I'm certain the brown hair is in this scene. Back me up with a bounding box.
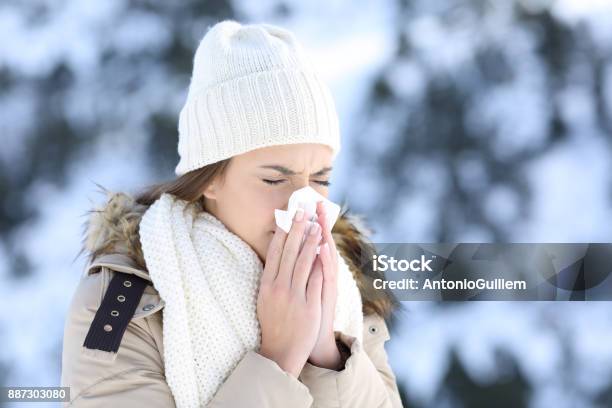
[135,157,231,208]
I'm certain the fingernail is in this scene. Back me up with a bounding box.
[310,222,320,235]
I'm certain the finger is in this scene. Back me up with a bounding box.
[276,208,308,287]
[320,243,337,285]
[306,256,323,307]
[317,201,338,262]
[261,225,287,283]
[291,222,321,296]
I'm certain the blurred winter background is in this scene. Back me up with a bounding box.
[0,0,612,407]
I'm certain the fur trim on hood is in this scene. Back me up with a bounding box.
[79,187,399,318]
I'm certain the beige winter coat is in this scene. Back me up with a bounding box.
[61,193,402,408]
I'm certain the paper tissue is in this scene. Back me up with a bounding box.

***

# WRITTEN PROBLEM
Copy the listing above, changing each "scene" to "image" and leaving everything else as it is. Leave out the picture.

# TASK RESPONSE
I'm certain the brown hair is in this image. Back me up with a bounding box.
[135,157,231,208]
I'm certain the fingernail is in this image. Back me up with a bounding box.
[310,222,320,235]
I'm certain the finger is in this image. Back me up with a bounding box.
[276,208,308,287]
[320,243,337,285]
[306,256,323,307]
[317,201,338,262]
[261,225,287,283]
[291,222,321,296]
I'm certain the blurred winter background is in this image. Back me up with a bounding box.
[0,0,612,407]
I'm certain the fur trim on hood is in this image. Back me up with a bounding box.
[79,187,399,318]
I'm certain the beige winter coat is in this image. Back me up with a bounding box.
[61,193,402,408]
I'm certain the paper tissue is in this image. Back me up with a bounding box.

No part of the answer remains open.